DO THIS: Return every line of the data below verbatim, from the first line to the last.

--- begin DATA FOR THIS TASK ---

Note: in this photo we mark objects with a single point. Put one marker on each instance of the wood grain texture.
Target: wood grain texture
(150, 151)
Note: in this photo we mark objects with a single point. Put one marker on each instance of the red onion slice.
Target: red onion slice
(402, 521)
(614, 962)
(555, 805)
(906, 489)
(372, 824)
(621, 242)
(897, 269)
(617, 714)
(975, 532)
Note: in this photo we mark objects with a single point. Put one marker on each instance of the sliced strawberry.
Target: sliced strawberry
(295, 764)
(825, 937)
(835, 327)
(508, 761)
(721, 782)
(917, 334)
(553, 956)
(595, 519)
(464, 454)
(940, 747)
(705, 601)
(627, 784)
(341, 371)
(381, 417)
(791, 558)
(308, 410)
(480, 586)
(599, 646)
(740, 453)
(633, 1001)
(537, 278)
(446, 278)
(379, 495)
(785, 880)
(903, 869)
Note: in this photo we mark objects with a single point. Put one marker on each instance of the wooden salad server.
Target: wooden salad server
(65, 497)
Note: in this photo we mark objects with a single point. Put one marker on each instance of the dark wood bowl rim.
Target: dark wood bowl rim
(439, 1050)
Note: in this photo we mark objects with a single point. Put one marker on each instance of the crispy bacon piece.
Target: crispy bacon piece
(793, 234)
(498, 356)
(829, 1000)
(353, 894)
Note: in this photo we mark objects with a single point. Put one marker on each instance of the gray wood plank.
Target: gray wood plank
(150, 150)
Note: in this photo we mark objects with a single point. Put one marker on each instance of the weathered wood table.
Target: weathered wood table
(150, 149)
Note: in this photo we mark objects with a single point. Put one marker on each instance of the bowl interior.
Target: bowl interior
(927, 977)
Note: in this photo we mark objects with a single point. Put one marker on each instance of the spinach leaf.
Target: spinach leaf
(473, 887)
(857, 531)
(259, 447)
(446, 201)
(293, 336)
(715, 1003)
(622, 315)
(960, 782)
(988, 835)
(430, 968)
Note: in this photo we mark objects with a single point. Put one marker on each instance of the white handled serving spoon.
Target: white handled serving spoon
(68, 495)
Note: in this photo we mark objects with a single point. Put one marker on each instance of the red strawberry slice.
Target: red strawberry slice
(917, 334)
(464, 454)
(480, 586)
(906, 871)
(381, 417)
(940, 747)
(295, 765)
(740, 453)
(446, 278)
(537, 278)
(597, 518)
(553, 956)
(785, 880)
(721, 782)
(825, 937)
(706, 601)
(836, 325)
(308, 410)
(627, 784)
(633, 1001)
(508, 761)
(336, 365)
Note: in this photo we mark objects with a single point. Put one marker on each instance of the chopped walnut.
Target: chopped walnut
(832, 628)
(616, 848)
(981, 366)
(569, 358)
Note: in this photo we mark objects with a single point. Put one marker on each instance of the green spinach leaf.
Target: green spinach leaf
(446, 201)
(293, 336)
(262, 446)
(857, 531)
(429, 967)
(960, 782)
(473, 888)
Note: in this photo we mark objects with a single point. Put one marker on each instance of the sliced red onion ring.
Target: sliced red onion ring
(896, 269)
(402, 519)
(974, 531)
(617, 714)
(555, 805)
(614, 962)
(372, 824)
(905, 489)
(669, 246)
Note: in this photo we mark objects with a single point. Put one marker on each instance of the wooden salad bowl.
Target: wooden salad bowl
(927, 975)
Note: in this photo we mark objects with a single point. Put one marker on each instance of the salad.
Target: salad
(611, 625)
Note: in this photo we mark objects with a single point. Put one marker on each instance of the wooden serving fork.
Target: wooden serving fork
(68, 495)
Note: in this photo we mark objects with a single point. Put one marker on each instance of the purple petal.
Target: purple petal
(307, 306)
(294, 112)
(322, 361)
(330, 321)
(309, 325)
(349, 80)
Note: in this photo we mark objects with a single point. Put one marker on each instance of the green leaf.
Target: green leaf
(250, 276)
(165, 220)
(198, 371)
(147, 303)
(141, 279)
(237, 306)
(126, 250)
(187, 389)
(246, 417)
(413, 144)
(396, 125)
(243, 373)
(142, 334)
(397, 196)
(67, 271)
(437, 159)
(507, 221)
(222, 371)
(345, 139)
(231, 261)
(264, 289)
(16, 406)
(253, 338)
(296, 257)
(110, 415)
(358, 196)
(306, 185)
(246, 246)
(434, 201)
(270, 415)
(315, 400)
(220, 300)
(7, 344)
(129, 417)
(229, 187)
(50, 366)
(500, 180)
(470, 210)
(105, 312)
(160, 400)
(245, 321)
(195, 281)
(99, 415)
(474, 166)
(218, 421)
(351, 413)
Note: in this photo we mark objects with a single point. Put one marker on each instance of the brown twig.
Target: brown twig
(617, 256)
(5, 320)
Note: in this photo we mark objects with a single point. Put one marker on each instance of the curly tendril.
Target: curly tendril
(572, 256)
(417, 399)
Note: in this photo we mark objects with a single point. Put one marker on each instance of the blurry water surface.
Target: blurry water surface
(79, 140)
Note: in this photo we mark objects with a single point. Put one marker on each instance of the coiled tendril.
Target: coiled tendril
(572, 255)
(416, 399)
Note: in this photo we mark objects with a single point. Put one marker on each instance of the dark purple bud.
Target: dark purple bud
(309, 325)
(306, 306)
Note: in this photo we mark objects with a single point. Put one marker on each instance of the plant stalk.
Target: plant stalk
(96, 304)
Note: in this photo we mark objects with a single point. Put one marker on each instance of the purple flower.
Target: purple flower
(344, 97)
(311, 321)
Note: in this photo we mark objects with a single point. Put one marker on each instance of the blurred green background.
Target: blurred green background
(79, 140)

--- end DATA FOR THIS TASK ---

COMPLETE RESPONSE:
Note: in this photo we mark objects with a single point. Put one marker on each instance of the wood grain texture.
Target: wood grain texture
(150, 151)
Note: in this photo we mark objects with a single point. Put one marker on each instance of the red onion slice.
Target: red onion slice
(402, 521)
(614, 962)
(555, 805)
(906, 489)
(372, 824)
(621, 242)
(897, 269)
(617, 714)
(975, 532)
Note: in this photo we mark objects with a single point. Put one marker on each instance of the sliced strawberry.
Target: sliced strawberry
(295, 764)
(825, 937)
(835, 327)
(508, 761)
(721, 782)
(917, 334)
(553, 956)
(595, 519)
(464, 454)
(940, 747)
(705, 601)
(627, 784)
(341, 371)
(381, 417)
(791, 558)
(308, 410)
(480, 586)
(599, 646)
(740, 453)
(633, 1001)
(537, 278)
(446, 278)
(379, 495)
(785, 880)
(903, 869)
Note: in this photo we mark objects with a single point. Put one marker on each instance of the wooden salad server.
Target: wooden salad server
(65, 497)
Note: in this photo we mark objects with a single point. Put one marker on each instance of the dark wood bowl rim.
Target: dark wood bowl rim
(439, 1050)
Note: in this photo we mark objects with a single point. Put one marker on each instance of the crispy bacon piece.
Target: crispy bacon piece
(793, 234)
(498, 356)
(829, 1000)
(353, 894)
Note: in this photo we mark objects with a single point. Put one marker on each instance of the gray wood plank.
Target: gray wood plank
(150, 150)
Note: in this photo we mark objects with a single point. Put one marker on each instance of the weathered wood table.
Target: weathered wood table
(150, 149)
Note: in this photo we mark objects with a single point. Put one marker on each instance of the bowl interior.
Target: bowl interior
(927, 977)
Note: in this photo we mark objects with a single point. Put one marker on each instance of the spinach leaf.
Target: spinach leaf
(473, 887)
(857, 531)
(259, 447)
(446, 201)
(293, 336)
(715, 1003)
(622, 315)
(960, 782)
(988, 835)
(430, 968)
Note: in this photo we mark objects with a single point. Put one marker on each instance of the white handled serving spoon.
Target: white handled serving spoon
(68, 495)
Note: in this photo we mark objects with a single point. Put one marker on each instance of the red strawberry slice.
Target: red strawberry slice
(917, 334)
(464, 454)
(480, 586)
(906, 871)
(381, 417)
(940, 747)
(295, 765)
(740, 453)
(446, 278)
(537, 278)
(597, 518)
(553, 956)
(785, 880)
(721, 782)
(825, 937)
(706, 601)
(836, 325)
(308, 410)
(627, 784)
(633, 1001)
(508, 761)
(336, 365)
Note: in this photo we mark objects with a single point. Put one marker on each instance of the chopped walnut.
Target: chopped walnut
(832, 628)
(616, 848)
(981, 366)
(569, 358)
Note: in this photo we mark objects with a single point. Put one marker on each instance of the green spinach leaf.
Target: green spinach leaf
(446, 201)
(293, 336)
(262, 446)
(857, 531)
(429, 967)
(960, 782)
(473, 888)
Note: in this photo we mark objects with a single point. Put one marker on each instance of the sliced red onion ring.
Target: sliced red onion ring
(896, 269)
(402, 519)
(974, 531)
(617, 714)
(555, 805)
(614, 962)
(372, 824)
(905, 489)
(669, 246)
Note: in this photo we mark objects with a single point. Put one marker on each instance of the wooden salad bowl.
Target: wooden salad bowl
(927, 975)
Note: in this photo we mark objects with a single point. Put one marker on each instance of the salad.
Target: salad
(611, 625)
Note: in this photo we mark objects with a single point. Put one marker on each instance of the wooden serving fork.
Target: wooden serving fork
(68, 495)
Note: in this photo we mark objects with a single point. Put one marker on each instance of the purple petal.
Target: purple petal
(307, 306)
(294, 112)
(322, 361)
(330, 321)
(309, 325)
(349, 80)
Note: in this photo we mark objects with a single point. Put one marker on each instance of the green leaf.
Target: green leaf
(250, 276)
(165, 220)
(198, 371)
(147, 303)
(141, 279)
(237, 306)
(126, 250)
(187, 389)
(246, 417)
(413, 144)
(396, 125)
(243, 373)
(142, 334)
(397, 196)
(67, 271)
(437, 159)
(507, 221)
(222, 371)
(345, 139)
(231, 261)
(264, 289)
(16, 406)
(253, 338)
(296, 257)
(110, 415)
(358, 196)
(306, 185)
(246, 246)
(434, 201)
(270, 415)
(315, 400)
(220, 300)
(7, 344)
(129, 417)
(229, 187)
(50, 366)
(500, 180)
(470, 210)
(105, 312)
(160, 400)
(245, 321)
(195, 281)
(99, 415)
(474, 166)
(218, 421)
(351, 413)
Note: in this photo we mark objects with a single point. Put one marker on each instance of the brown twig.
Target: brown twig
(617, 256)
(5, 320)
Note: in this photo we mark objects with a single point. Put one marker on each instance of the curly tendril.
Target: curly tendril
(572, 256)
(417, 399)
Note: in this photo we mark objects with a single point. Put one marker on each instance of the blurry water surface.
Target: blurry water surface
(79, 140)
Note: in this photo we mark objects with a single point. Put one marker on each instance of the coiled tendril.
Target: coiled tendril
(572, 255)
(416, 399)
Note: in this photo we mark objects with a single point. Put one marker on each instance of the dark purple bud.
Target: dark purple bud
(309, 325)
(306, 306)
Note: in this photo we mark objects with a single point. Put one marker on each instance of the plant stalk.
Target: plant stalk
(96, 304)
Note: in this photo we mark objects with a single point. Put one marker on each instance of the purple flower.
Target: purple flower
(344, 97)
(311, 321)
Note: in this photo we mark objects with a single point. Put one marker on each instance of the blurred green background.
Target: blurred green background
(79, 140)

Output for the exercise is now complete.